● ФРАГМЕНТ ТЕКСТА:
►

Тут я и заорал: «Кто такой? Почему не знаю? Хочу в гости, в мастерскую! Хочу, хочу!»
Надо признаться, мучает меня в Израиле тоска по настоящей живописи. Счастливые деревенские детишки привыкают с пеленок к зеленому листу, запаху травы, открытому небу. А моя жизнь так сложилась, что вырос рядом с полотнами Леонардо, Рубенса, Моралеса, Эль-Греко, Ван-Гога…
Меня утешают: «Жив художник Клецель, здоров, работает, живет в Иерусалиме. Завтра к нему и отправимся».
Впереди была ночь в этом городе, теперь уже в другом замечательном доме — Эли и Ханы Люксембургов, а в доме этом жил красный петух Вениамина Клецеля на стене. И не петух это был, а сплошной крик петушиный: радостный, заполошный, восторженный. Не было на картине ничего, кроме вопящего петуха, а, казалось, на месте все, что положено: и солнце рассветное было в каждом его пере, и штакетина забора под шпорами. Петух на картине был живее любого живого петуха, точно так же, как тот «зеленый» в квартире, где мы сидели накануне, был добрее всех живущих жителей Земли.
Утро. Мы едем, идем к Художнику. Он работает там, где и должен работать. Трущобные дворы в районе улицы Яффо. Дом — не дом, развалина — не развалина. Но окна есть, стены, крыша. Лестница винтом на второй этаж, ступени сбиты миллионами шагов. Легкие, иссохшие до невесомости двери открываются. За ними мастерская, залитая солнцем, а в солнце этом, в стенах, увешанных полотнами, сам художник.
Давно я не видел столь заселенного, перенасыщенного жизнью пространства. Здесь было невыразимо тесно, но в то же время — сказочным образом просторно. Сила живописи создавала бесконечность объема.
Так уж заведено от века. Подлинные сокровища прячет, маскирует нищета. Может быть, бедность и в самом деле самое достойное обрамление настоящего богатства.

◄

● ПИСЬМЕННОЕ ЗАДАНИЕ 1:
Перепишите дословно часть фрагмента текста от слов «Впереди была ночь» до слов «живущих жителей Земли.» включительно.
● ПИСЬМЕННОЕ ЗАДАНИЕ 2:
В каком городе, согласно фрагменту текста, живет художник Клецель?
Записи никак не связаны с фрагментом текста.

● ИСХОДНЫЕ ДАННЫЕ:
►

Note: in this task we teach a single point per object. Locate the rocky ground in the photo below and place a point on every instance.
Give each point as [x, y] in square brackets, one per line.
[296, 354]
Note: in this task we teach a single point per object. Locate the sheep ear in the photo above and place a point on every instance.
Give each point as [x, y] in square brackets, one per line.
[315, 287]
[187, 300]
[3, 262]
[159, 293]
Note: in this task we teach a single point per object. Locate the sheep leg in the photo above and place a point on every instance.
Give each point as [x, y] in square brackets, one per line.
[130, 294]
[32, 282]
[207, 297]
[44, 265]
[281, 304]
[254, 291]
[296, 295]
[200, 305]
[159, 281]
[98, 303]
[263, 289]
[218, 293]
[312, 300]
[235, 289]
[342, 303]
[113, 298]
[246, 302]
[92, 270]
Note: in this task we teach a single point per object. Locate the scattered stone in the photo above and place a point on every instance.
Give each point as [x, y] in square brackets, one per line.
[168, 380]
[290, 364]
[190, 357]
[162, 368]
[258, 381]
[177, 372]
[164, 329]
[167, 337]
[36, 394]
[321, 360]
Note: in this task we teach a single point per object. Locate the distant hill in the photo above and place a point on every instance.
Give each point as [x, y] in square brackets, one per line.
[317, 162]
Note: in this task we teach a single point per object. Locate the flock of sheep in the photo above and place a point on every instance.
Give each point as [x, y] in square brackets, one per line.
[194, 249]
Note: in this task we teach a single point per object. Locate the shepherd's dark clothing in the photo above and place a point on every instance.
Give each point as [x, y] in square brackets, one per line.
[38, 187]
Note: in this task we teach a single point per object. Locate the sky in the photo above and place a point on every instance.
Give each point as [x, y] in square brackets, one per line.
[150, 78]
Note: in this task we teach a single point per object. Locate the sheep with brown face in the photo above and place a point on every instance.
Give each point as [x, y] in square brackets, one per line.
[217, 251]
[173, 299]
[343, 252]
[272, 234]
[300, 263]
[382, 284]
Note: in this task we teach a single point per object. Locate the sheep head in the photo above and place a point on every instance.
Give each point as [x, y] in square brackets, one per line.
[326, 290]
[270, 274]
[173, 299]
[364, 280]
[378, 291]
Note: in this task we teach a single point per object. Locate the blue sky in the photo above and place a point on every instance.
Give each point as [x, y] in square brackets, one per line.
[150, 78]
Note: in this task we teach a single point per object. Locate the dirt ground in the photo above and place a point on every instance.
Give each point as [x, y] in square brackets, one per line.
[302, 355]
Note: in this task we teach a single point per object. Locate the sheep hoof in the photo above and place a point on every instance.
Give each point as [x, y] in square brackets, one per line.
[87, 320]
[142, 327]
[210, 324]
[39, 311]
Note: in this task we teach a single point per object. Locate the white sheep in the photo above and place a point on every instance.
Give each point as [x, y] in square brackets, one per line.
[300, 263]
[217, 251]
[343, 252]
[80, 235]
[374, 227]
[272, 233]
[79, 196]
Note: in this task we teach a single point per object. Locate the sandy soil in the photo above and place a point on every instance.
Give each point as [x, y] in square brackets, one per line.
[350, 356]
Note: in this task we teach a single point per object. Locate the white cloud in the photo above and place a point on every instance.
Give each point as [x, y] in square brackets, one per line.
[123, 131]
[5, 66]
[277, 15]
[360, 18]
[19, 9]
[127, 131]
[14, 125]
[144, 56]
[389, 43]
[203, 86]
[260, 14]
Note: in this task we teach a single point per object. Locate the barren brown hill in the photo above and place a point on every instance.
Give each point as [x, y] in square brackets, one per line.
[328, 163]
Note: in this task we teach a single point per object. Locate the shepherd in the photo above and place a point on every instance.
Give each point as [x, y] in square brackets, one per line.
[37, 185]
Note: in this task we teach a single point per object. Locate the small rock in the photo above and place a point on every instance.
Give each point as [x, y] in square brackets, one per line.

◄

● ИТОГОВЫЙ РЕЗУЛЬТАТ 1:
Впереди была ночь в этом городе, теперь уже в другом замечательном доме — Эли и Ханы Люксембургов, а в доме этом жил красный петух Вениамина Клецеля на стене. И не петух это был, а сплошной крик петушиный: радостный, заполошный, восторженный. Не было на картине ничего, кроме вопящего петуха, а, казалось, на месте все, что положено: и солнце рассветное было в каждом его пере, и штакетина забора под шпорами. Петух на картине был живее любого живого петуха, точно так же, как тот «зеленый» в квартире, где мы сидели накануне, был добрее всех живущих жителей Земли.

● ИТОГОВЫЙ РЕЗУЛЬТАТ 2:
В Иерусалиме.